• _Consigne_
Recopiez mot pour mot, s'il vous plaît, le passage de l'article ci-dessous qui commence par "A. Par ordonnance" et se termine par "(ch. 4 et 5).".

• _Article_
DAS/209/2024 du 24.09.2024 sur DTAE/3747/2024 ( PAE ) , ADMIS

En fait
En droit
Par ces motifs

republique et

canton de geneve

POUVOIR JUDICIAIRE

C/28253/2008-CS DAS/209/2024

DECISION

DE LA COUR DE JUSTICE

Chambre de surveillance

DU MARDI 24 SEPTEMBRE 2024

 

Recours (C/28253/2008-CS) formé en date du 17 juin 2024 par Madame A______, domiciliée c/o Hôtel B______, ______ (Genève), représentée par Me C______, avocate.

* * * * *

Décision communiquée par plis recommandés du greffier
du 25 septembre 2024 à :

- Madame A______
c/o Me C______, avocate
______, ______.

- Madame D______
Monsieur E
______
SERVICE DE PROTECTION DE L'ADULTE
Route des Jeunes 1C, case postale 107, 1211 Genève 8.

- TRIBUNAL DE PROTECTION DE L'ADULTE
ET DE L'ENFANT
.

 


EN FAIT

A. Par ordonnance DTAE/3747/2024 du 29 mai 2024, communiquée aux parties le 5 juin 2024, le Tribunal de protection de l'adulte et de l'enfant (ci-après: le Tribunal de protection) a libéré C______ de ses fonctions de curatrice de portée générale de A______, née le ______ 1952, originaire de F______ (Zurich) (ch. 1 du dispositif), réservé l’approbation de ses comptes et rapport finaux (ch. 2), désigné deux intervenantes en protection de l’adulte auprès du Service de protection de l'adulte (SPAd) aux fonctions de curatrices de portée générale (ch. 3), autorisé les curatrices à prendre connaissance de la correspondance de la personne concernée, notamment, et laissé les frais judiciaires à la charge de l’Etat (ch. 4 et 5).

En substance, le Tribunal de protection a retenu que dans la mesure où les ressources de la personne protégée ne permettaient plus que le mandat de curatelle soit exercé par un curateur privé, le service étatique compétent devait reprendre le mandat.

B. Par acte du 17 juin 2024, A______, par l'entremise de sa curatrice, a recouru contre cette ordonnance, concluant à son annulation et faisant valoir que non seulement elle est inopportune, la curatrice, précédemment tutrice, exerçant son mandat depuis 14 ans et la personne concernée ayant noué avec elle un lien de confiance particulier, la situation psychologique de cette dernière étant susceptible d'être gravement affectée par un changement, mais en outre viole la loi, l'art. 10 al. 1 RRC n'ayant pas été appliqué à tort. Le recours a en outre été complété le 19 juin 2024.

• _Enregistrements fournis_
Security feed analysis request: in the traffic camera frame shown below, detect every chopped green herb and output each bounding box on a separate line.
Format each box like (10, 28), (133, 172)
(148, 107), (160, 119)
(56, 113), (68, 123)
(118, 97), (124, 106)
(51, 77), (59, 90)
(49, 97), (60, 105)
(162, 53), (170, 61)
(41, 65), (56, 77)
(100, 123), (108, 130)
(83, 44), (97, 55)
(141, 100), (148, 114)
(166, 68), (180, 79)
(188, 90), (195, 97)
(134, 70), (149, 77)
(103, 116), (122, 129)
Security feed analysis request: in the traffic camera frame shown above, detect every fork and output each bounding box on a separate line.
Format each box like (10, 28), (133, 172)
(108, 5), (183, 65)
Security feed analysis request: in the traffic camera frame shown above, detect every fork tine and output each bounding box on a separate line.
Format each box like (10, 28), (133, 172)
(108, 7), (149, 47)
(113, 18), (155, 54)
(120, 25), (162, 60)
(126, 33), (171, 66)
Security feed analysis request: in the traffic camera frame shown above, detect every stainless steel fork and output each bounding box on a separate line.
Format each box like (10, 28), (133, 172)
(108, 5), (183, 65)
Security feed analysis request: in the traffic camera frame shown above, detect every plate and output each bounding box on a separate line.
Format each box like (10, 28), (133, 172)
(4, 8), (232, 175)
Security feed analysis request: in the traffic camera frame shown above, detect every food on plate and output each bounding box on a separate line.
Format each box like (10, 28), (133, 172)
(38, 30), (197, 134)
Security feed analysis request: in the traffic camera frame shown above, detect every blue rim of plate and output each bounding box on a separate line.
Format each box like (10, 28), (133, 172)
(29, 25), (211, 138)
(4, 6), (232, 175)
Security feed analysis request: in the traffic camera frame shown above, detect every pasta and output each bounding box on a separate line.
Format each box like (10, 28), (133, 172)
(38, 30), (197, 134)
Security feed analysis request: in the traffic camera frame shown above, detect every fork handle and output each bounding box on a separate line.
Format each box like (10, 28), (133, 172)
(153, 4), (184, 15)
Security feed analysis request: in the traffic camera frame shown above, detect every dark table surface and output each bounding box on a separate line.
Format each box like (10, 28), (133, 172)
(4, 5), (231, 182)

• _Résultat_
A. Par ordonnance DTAE/3747/2024 du 29 mai 2024, communiquée aux parties le 5 juin 2024, le Tribunal de protection de l'adulte et de l'enfant (ci-après: le Tribunal de protection) a libéré C______ de ses fonctions de curatrice de portée générale de A______, née le ______ 1952, originaire de F______ (Zurich) (ch. 1 du dispositif), réservé l’approbation de ses comptes et rapport finaux (ch. 2), désigné deux intervenantes en protection de l’adulte auprès du Service de protection de l'adulte (SPAd) aux fonctions de curatrices de portée générale (ch. 3), autorisé les curatrices à prendre connaissance de la correspondance de la personne concernée, notamment, et laissé les frais judiciaires à la charge de l’Etat (ch. 4 et 5).